TO BE DONE:
1/ In the tax excerpt on relocation payments, how much did the taxpayer in R. Volpe v. M.N.R. receive to compensate for a market value loss on the sale of his house?
2/ Which towns or cities are named in the tax excerpt on relocation payments? List all of them.
3/ Carry the tax excerpt on relocation payments forward from its last line.

TEXT EXCERPT:

_ _ _

The Tax Court found that the amount was not taxable and allowed the appeal on the basis that:
- the payment was not an allowance but partial reimbursement of increased housing costs;
- the payment could not reasonably be regarded as consideration for entering into the contract of employment, notwithstanding that he found that the amount was part of the remuneration package;
- the taxpayer did not receive a benefit, as he was in no better position.
In contract in the case of R. Volpe v. M.N.R. (90 DTC 1707), the taxpayer entered into an agreement in 1983 with his new employer which required him to move from Edmunston to Moncton to be closer to his new job. Under the terms of the agreement, the taxpayer received $27,000 to compensate for a market value loss (not an actual loss) incurred on the sale of his house in Edmunston.
The judge dismissed the appeal finding that the payment was taxable since it resulted from an obligation under the agreement with the employer, and was received as consideration for accepting the office within the provisions of paragraphs 6(3)(b) and (c) of the Act.
In the case of G. Lee v. M.N.R. (July 3, 1990), the taxpayer was relocated from Kingston to Whitby in 1985. In accordance with his employers policy, the taxpayer received an incidental expense allowance based on one month's salary which was in addition to actual moving expenses reimbursed by the employer.
The judge, referring to the savage decision, dismissed the appeal finding that the allowance was taxable under paragraph 6)(1)(a) of the Act.
DEPARTMENT'S CURRENT POSITION
In summary the Department's arguments in pursuing these adverse decisions are that:
- The amount are either unaccountable allowances for personal and living expenses or an increase in the taxpayer's equity in the property.
- The allowances do not fall under any of the exceptions specified in paragraph 6(1)(b) of the Act.

_ _ _

Lines of data:
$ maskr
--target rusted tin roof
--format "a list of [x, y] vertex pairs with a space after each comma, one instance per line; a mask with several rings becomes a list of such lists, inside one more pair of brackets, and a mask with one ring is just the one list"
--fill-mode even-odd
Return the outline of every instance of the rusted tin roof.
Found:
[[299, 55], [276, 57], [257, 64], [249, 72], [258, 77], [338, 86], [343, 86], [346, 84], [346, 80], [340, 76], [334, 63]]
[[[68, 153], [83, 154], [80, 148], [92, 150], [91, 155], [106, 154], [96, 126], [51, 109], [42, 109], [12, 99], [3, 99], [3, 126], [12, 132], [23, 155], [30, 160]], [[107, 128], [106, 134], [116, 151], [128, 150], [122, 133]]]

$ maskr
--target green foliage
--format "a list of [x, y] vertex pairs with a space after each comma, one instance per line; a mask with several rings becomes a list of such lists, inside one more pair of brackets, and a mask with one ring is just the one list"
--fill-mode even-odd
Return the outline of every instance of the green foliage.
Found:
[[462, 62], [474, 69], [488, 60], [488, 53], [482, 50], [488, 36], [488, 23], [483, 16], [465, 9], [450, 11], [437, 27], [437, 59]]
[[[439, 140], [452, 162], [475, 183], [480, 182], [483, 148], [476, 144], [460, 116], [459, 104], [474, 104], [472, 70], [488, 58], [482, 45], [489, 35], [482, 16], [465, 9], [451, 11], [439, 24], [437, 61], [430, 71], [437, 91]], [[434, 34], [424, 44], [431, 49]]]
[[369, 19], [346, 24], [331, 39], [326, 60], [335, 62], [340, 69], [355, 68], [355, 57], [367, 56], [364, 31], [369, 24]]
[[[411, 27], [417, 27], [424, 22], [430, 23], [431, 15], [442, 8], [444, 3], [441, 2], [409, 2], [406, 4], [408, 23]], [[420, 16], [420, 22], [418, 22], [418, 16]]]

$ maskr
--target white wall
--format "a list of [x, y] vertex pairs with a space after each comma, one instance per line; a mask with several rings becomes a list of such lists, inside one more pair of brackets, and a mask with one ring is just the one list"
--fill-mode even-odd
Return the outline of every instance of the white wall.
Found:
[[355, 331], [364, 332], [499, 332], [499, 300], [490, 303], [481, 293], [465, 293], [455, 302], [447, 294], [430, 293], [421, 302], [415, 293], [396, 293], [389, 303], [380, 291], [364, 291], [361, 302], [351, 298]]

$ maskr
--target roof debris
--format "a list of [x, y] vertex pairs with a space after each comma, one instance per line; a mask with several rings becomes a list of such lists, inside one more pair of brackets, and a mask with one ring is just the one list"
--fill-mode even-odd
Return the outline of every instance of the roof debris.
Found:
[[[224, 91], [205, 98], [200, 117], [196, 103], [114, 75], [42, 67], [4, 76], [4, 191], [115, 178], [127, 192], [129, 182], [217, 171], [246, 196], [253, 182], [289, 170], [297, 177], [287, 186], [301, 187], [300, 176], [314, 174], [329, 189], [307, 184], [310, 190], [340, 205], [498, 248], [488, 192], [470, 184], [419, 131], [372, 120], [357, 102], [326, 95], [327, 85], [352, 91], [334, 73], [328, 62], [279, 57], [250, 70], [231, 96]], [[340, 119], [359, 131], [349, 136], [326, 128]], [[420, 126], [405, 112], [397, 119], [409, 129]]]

_ _ _

ANSWERS FOR THE EXERCISE:
1/ $27,000

2/ Edmunston, Moncton, Kingston, Whitby

3/
- By attempting to take into account variations in the cost of living, the courts have introduced into the law an inequity between taxpayers living in a particular location, i.e., a 20% increase in salary to compensate for higher living costs would be taxable while the receipt of a housing allowance representing 20% of his salary would not be taxed.
- The courts failed to draw the distinction between a reimbursement and an allowance as stated in Ransom. In addition, they failed to distinguish between an expenditure of a personal nature and one incurred on behalf of the employer.
- The payment of a personal expenditure confers an economic advantage on the employee and is a benefit or allowance for personal or living expense within the meaning of paragraph 6(1)(a) or (b) of the Act.
- The courts have failed to apply the meaning of "in respect of an office or employment" which must be given the widest possible scope as interpreted by the Supreme Court of Canada in Savage (83 DTC 5409).
- Any form of housing assistance constitutes a benefit or allowance for personal or living expenses. The Act provides relief in this regard, i.e., northern residence deduction, home relocation loan within the meaning of paragraph 110(1)(j) of the Act, and moving expanses.
- The Ransom and McNeill/Segall cases can be distinguished on their facts.
Paragraph 6(1)(a) & (b)
The Act stipulates that, except for specific exemptions (usually group plans), benefits of any kind whatever received by an individual in respect of employment are to be included in income. It also specifically refers to the following benefits:
- A benefit received or enjoyed by an individual in respect of, or by virtue of, an office or employment paragraph 6(1)(a).
- An allowance for personal or living expenses or an allowance for any other purpose - paragraph 6(1)(b).
As stated in Interpretation Bulletin IT-470R, where an employer reimburses an employee for eligible expenses incurred by him in respect of his relocation, this reimbursement is not a taxable benefit to the employee.
Administratively, the Department accepts, as a non-taxable reimbursement, allowances not exceeding $650. (The amount in the Guide is $500 however this has now been increased to $650.) However, the allowance must be for expenses incurred as a result of the move and the employee must certify in writing that incidental expenses have been incurred at least to the extent of the allowance or $650, whichever is less.
Nonaccountable moving allowances provided to employees will usually constitute an allowance for personal or living expenses and are taxable as such pursuant to paragraph 6(1)(b). However, employers may pay a lump sum nonaccountable moving allowance to cover any combination of eligible expenses and, where the employee can substantiate that all or part of the allowance was used to cover the cost of eligible items, the amount accounted for is not required to be included in income.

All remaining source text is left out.